* Saved data entries:
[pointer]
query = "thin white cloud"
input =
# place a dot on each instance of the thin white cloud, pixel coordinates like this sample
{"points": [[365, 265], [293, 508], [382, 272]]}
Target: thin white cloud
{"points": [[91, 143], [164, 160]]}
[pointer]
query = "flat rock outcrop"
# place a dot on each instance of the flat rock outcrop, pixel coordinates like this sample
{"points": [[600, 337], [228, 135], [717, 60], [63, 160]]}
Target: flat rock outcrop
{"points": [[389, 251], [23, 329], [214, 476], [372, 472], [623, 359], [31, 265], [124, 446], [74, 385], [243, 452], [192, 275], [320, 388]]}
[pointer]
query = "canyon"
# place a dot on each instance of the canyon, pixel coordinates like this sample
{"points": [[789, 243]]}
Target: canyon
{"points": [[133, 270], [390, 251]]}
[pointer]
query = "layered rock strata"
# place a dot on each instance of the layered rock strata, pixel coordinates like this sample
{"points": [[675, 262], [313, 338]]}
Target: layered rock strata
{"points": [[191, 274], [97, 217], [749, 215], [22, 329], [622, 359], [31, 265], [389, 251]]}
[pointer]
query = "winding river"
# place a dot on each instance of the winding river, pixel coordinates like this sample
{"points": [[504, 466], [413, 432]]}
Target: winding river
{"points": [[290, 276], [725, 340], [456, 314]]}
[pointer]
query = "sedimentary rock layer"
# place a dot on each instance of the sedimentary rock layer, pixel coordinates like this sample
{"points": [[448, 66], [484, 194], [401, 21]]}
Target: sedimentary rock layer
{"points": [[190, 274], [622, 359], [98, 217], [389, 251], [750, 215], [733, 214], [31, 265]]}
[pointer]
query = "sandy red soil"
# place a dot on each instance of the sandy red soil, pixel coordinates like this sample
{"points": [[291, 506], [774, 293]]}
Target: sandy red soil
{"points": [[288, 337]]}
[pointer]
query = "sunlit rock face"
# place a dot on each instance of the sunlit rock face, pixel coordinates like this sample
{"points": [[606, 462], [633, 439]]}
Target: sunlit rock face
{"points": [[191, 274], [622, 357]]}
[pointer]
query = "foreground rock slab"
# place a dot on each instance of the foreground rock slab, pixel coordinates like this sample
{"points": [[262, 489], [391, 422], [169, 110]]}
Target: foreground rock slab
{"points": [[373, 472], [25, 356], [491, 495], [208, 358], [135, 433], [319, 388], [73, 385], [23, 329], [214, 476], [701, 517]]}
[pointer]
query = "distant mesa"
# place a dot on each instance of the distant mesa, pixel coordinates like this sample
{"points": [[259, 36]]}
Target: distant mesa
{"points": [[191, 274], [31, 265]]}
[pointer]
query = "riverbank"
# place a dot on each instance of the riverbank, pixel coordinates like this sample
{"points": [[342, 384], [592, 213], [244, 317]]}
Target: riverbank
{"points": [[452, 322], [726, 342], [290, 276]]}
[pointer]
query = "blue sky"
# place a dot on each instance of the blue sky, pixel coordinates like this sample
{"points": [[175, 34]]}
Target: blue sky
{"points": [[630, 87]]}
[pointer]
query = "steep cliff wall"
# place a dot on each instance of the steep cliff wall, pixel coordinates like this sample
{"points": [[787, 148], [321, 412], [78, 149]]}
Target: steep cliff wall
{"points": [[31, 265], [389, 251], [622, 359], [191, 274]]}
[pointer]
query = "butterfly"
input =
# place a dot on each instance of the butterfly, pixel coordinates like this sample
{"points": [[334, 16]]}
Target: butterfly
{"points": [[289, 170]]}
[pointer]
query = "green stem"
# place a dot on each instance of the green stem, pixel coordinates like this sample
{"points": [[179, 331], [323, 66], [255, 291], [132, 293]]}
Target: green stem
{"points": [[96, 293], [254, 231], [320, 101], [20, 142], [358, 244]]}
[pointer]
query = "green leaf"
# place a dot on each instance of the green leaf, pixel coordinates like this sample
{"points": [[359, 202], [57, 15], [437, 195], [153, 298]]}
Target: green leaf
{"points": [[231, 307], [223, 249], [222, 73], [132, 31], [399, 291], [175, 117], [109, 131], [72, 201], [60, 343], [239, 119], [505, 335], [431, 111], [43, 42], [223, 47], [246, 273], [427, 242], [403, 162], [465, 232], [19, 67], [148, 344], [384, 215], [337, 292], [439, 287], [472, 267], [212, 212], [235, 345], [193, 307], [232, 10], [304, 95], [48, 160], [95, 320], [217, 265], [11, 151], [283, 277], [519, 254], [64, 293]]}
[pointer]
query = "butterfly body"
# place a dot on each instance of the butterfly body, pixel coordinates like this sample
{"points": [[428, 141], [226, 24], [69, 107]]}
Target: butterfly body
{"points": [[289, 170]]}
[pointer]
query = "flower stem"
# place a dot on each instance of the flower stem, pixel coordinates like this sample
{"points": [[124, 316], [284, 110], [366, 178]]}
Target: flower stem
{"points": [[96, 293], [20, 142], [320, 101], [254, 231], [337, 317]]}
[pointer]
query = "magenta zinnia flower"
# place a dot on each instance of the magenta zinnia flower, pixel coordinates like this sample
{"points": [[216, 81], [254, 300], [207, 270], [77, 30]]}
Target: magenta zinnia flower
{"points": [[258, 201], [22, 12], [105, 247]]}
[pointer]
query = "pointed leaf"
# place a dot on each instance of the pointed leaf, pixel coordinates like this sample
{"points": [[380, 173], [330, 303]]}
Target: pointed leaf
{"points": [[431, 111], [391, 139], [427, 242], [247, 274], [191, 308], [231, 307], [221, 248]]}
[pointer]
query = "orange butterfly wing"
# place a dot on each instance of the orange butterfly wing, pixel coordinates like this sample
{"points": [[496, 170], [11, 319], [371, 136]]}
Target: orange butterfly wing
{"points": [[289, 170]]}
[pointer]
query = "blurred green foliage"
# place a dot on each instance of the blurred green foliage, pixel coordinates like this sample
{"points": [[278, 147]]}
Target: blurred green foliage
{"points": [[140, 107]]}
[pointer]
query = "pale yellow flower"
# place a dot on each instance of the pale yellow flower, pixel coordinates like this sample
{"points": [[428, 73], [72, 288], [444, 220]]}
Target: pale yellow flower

* Stated goal: Send back every record, precisely as written.

* Full response:
[pointer]
query = "thin white cloud"
input =
# place a dot on each instance of the thin white cloud, pixel coordinates like this sample
{"points": [[365, 265], [293, 508], [382, 272]]}
Target: thin white cloud
{"points": [[91, 143], [164, 160]]}
[pointer]
query = "flat rock outcrop"
# place a dot on each instance of the flat rock outcrop, pixel coordinates like this sample
{"points": [[600, 337], [228, 135], [717, 60], [63, 160]]}
Target: flat rock outcrop
{"points": [[389, 251], [23, 329], [214, 476], [372, 472], [623, 359], [31, 265], [124, 446], [74, 385], [243, 452], [192, 275], [320, 388]]}
[pointer]
query = "canyon"
# place a dot on each instance of the canyon, pixel coordinates like this sample
{"points": [[789, 243]]}
Target: canyon
{"points": [[133, 270], [390, 251]]}
[pointer]
query = "layered rock strata"
# place a dot on each instance of the layered rock strata, pixel coordinates like this sample
{"points": [[675, 262], [313, 338]]}
Target: layered rock strata
{"points": [[191, 274], [97, 217], [749, 215], [22, 329], [622, 359], [31, 265], [389, 251]]}
[pointer]
query = "winding river"
# place a dot on each instance of the winding river, pixel coordinates like this sample
{"points": [[504, 466], [413, 432]]}
Target: winding river
{"points": [[290, 276], [725, 340], [456, 314]]}
[pointer]
query = "sedimentary rock layer"
# place a dot on each instance of the sedimentary rock layer, pixel coordinates like this sample
{"points": [[448, 66], [484, 194], [401, 21]]}
Target: sedimentary rock layer
{"points": [[190, 274], [622, 359], [98, 217], [389, 251], [750, 215], [733, 214], [31, 265]]}
[pointer]
query = "sandy red soil"
# place a dot on each instance of the sandy red soil, pixel coordinates like this sample
{"points": [[291, 506], [774, 293]]}
Target: sandy red soil
{"points": [[288, 337]]}
[pointer]
query = "sunlit rock face"
# place a dot on each instance of the sunlit rock face, pixel coordinates like this sample
{"points": [[606, 462], [633, 439]]}
Target: sunlit rock face
{"points": [[191, 274], [622, 357]]}
[pointer]
query = "foreground rock slab"
# place a dot on each instance of the foreground rock slab, pixel coordinates like this sample
{"points": [[262, 489], [391, 422], [169, 110]]}
Target: foreground rock slab
{"points": [[373, 472], [25, 356], [491, 495], [208, 358], [135, 433], [319, 388], [73, 385], [23, 329], [214, 476], [701, 517]]}
[pointer]
query = "distant mesa"
# place a dot on each instance of the distant mesa, pixel coordinates like this sample
{"points": [[259, 36]]}
Target: distant mesa
{"points": [[191, 274], [31, 265]]}
[pointer]
query = "riverbank"
# place a dot on each instance of the riverbank, pixel coordinates like this sample
{"points": [[342, 384], [592, 213], [244, 317]]}
Target: riverbank
{"points": [[452, 322], [726, 342], [290, 276]]}
[pointer]
query = "blue sky"
# place a dot on each instance of the blue sky, pixel coordinates like this sample
{"points": [[175, 34]]}
Target: blue sky
{"points": [[630, 87]]}
[pointer]
query = "steep cliff wall"
# place a dot on each instance of the steep cliff wall, pixel coordinates like this sample
{"points": [[787, 148], [321, 412], [78, 149]]}
Target: steep cliff wall
{"points": [[31, 265], [389, 251], [622, 359], [191, 274]]}
[pointer]
query = "butterfly"
input =
# place a dot on each instance of the butterfly, pixel coordinates like this sample
{"points": [[334, 16]]}
Target: butterfly
{"points": [[289, 170]]}
[pointer]
query = "green stem"
# place a dot on each instance of the green stem, pixel coordinates like this sample
{"points": [[179, 331], [323, 66], [255, 291], [132, 293]]}
Target: green stem
{"points": [[96, 293], [254, 231], [320, 101], [20, 142], [358, 244]]}
[pointer]
query = "green leaf"
# place a dot on each instance of the green leaf, pixel coordinates like this sample
{"points": [[359, 202], [57, 15], [437, 195], [153, 298]]}
Target: green leaf
{"points": [[231, 307], [223, 249], [222, 73], [132, 31], [399, 291], [175, 117], [109, 131], [72, 201], [60, 343], [239, 119], [505, 335], [431, 111], [43, 42], [223, 47], [246, 273], [427, 242], [403, 162], [465, 232], [19, 67], [148, 344], [384, 215], [337, 292], [439, 287], [472, 267], [212, 212], [235, 345], [193, 307], [232, 10], [304, 95], [48, 160], [95, 320], [217, 265], [11, 151], [283, 277], [519, 254], [64, 293]]}
[pointer]
query = "butterfly body"
# place a dot on each instance of the butterfly body, pixel coordinates like this sample
{"points": [[428, 141], [226, 24], [69, 107]]}
Target: butterfly body
{"points": [[289, 170]]}
[pointer]
query = "flower stem"
# place a dot on each instance of the flower stem, pixel coordinates like this sample
{"points": [[124, 316], [284, 110], [366, 178]]}
Target: flower stem
{"points": [[96, 293], [20, 142], [320, 101], [254, 231], [337, 317]]}
[pointer]
query = "magenta zinnia flower"
# place a dot on each instance of the magenta zinnia flower, pixel coordinates like this sample
{"points": [[216, 81], [254, 300], [207, 270], [77, 30]]}
Target: magenta zinnia flower
{"points": [[258, 201], [22, 12], [105, 247]]}
[pointer]
query = "pointed leaf"
# place a dot on each instance of the pointed leaf, pixel coordinates like this sample
{"points": [[380, 173], [330, 303]]}
Target: pointed leaf
{"points": [[431, 111], [391, 139], [427, 242], [247, 274], [191, 308], [231, 307], [221, 248]]}
[pointer]
query = "orange butterfly wing"
# place a dot on each instance of the orange butterfly wing, pixel coordinates like this sample
{"points": [[496, 170], [11, 319], [371, 136]]}
Target: orange butterfly wing
{"points": [[289, 170]]}
[pointer]
query = "blurred green foliage"
# place a dot on each instance of the blurred green foliage, pixel coordinates like this sample
{"points": [[278, 147]]}
Target: blurred green foliage
{"points": [[140, 107]]}
[pointer]
query = "pale yellow flower"
# place a dot on each instance of the pale yellow flower, pixel coordinates like this sample
{"points": [[428, 73], [72, 288], [444, 220]]}
Target: pale yellow flower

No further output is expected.